Daftar Pertanyaan =>
a - Jawab pertanyaan berikut berdasarkan berita tentang penanganan PETI.
(i) Di mana rapat koordinasi itu diadakan?
(ii) Berapa lokasi wilayah pertambangan rakyat yang sudah diusulkan ke Pemerintah Provinsi Kalimantan Barat?
(iii) Berapa harga peralatan dan teknologi penggunaan sianida yang dikembangkan Kementerian Lingkungan Hidup dan Kehutanan RI?
b - Ganti nama "PETI" menjadi "tambang emas liar" lalu tulis ulang bagian berita tentang penanganan PETI yang dimulai dari kata-kata "Bupati Sintang, Jarot Winarno menjelaskan" dan berhenti setelah "akan dilakukan penertiban.".

----- Teks Bacaan -----

Rakor penanganan PETI |
Sintang Kalbar, suaraborneo.id - Bupati Sintang, Jarot Winarno memimpin rapat koordinasi (Rakor) penanganan Penambang Emas Tanpa Izin (PETI) di wilayah Kabupaten Sintang, bertempat di Pendopo Bupati Sintang, Jumat (7/5/2021).
Bupati Sintang, Jarot Winarno menjelaskan ada empat poin arahan soal penanganan persoalan PETI di Kabupaten Sintang yakni zero mercuri, mengurangi jumlah penambang, tidak menggunakan alat berat seperti fuso, panther dan dong feng, serta toleransi sampai H-4 Idul Fitri setelah itu akan dilakukan penertiban.
“PETI ini cerita panjang sejak jaman dahulu. Ada dampak lingkungan akibat PETI yang sangat terasa, jalur sungai yang berubah. Penanganan PETI ini juga berubah-ubah. Pernah menjadi kewenangan kabupaten, lalu berpindah ke provinsi dalam hal pengurusan Surat Izin Pertambangan Rakyat (SIPR). Tapi anehnya, ketika penegakan aturan masih di kabupaten. Izinnya diberikan provinsi, penegakan oleh kabupaten. Harusnya provinsi yang juga menegakan aturan” jelasnya
“Seringkali setiap penegakan hukum atas aktivitas PETI ini menimbulkan masalah sosial. Sehingga akhirnya, saya membawa perwakilan penambang melakukan audiensi ke Kapolda yang menyepakati untuk zero mercuri, dan pengakuan para penambang di sungai memang mereka tidak menggunakan mercuri di sungai tetapi dilakukan di daratan. Hasil pemeriksaan kadar mercuri di PDAM Tirta Senentang memang selalu normal atau tidak ada kandungan mercuri di air PDAM Sintang. Kita juga harus ada pemabatasan jumlah penambang dengan memperhatikan daya dukung lingkungan. Bisa juga dicoba penggunaan sianida untuk aktivitas PETI. Penambang juga tidak menggunakan alat berat” tambahnya
“Tetapi kami lebih pada agar diurus legalitas. Kita sudah usulkan ke Pemerintah Provinsi Kalimantan Barat sebanyak 19 lokasi wilayah pertambangan rakyat, namun tidak ada tindak lanjut dari Pemprov Kalbar. Kita di kabupaten ini simalakama, izinnya di provinsi, tetapi penegakan aturan di kabupaten, jadi serba salah. Disaat pandemi ini, memang PETI menjadi salah satu pilihan masyarakat bekerja dengan berbagai pembatasan dan aturan," katanya lagi
Yuda Prawiyanto, Kepala Seksi Kerusakaan dan Pemulihan Lingkungan Dinas Kebersihan dan Linkungan Hidup Kabupaten Sintang menjelaskan bahwa Kementerian Lingkungan Hidup dan Kehutana RI sudah mengembangkan peralatan dan teknologi dalam penggunaan sianida untuk pertambangan dengan harga diatas 1 Milyar.

----- Entri yang Tersedia -----

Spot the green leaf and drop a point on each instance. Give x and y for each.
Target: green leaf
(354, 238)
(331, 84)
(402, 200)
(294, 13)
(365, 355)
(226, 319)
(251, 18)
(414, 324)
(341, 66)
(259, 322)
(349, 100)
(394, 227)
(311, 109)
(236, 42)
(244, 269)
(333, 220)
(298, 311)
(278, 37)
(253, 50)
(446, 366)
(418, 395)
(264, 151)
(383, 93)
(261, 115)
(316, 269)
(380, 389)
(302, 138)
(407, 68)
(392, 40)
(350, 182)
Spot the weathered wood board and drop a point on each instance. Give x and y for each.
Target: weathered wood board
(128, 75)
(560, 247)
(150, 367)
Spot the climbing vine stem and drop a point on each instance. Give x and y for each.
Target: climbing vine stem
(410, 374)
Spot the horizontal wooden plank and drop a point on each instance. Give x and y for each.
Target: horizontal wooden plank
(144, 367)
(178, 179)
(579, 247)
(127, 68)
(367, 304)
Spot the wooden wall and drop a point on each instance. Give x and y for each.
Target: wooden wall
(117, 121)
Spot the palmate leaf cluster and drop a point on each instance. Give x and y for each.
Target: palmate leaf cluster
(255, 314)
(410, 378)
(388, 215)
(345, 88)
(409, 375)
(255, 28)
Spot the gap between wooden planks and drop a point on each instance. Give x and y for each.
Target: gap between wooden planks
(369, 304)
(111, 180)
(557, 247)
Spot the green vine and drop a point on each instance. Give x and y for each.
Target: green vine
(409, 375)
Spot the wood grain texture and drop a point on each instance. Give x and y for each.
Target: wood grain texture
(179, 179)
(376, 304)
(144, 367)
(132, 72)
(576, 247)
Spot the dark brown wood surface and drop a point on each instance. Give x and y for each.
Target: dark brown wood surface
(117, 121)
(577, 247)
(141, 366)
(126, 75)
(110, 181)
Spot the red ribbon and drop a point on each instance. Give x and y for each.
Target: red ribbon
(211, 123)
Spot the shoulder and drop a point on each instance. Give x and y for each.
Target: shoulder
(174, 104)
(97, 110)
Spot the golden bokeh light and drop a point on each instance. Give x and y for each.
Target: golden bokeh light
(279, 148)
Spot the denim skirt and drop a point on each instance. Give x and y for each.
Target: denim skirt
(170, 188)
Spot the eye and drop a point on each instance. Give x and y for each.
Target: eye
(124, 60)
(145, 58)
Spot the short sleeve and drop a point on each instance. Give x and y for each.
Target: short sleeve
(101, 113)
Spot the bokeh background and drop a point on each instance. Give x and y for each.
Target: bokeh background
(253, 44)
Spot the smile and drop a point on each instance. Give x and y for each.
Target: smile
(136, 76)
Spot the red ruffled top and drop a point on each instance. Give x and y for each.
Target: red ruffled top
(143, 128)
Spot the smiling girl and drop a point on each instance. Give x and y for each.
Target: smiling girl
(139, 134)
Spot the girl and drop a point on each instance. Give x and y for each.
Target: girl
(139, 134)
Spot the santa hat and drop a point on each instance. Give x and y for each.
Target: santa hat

-----

Jawaban Tiap Tugas =>
a -
(i) Di Pendopo Bupati Sintang.
(ii) 19 lokasi.
(iii) Di atas 1 miliar.

b -
Bupati Sintang, Jarot Winarno menjelaskan ada empat poin arahan soal penanganan persoalan tambang emas liar di Kabupaten Sintang yakni zero mercuri, mengurangi jumlah penambang, tidak menggunakan alat berat seperti fuso, panther dan dong feng, serta toleransi sampai H-4 Idul Fitri setelah itu akan dilakukan penertiban.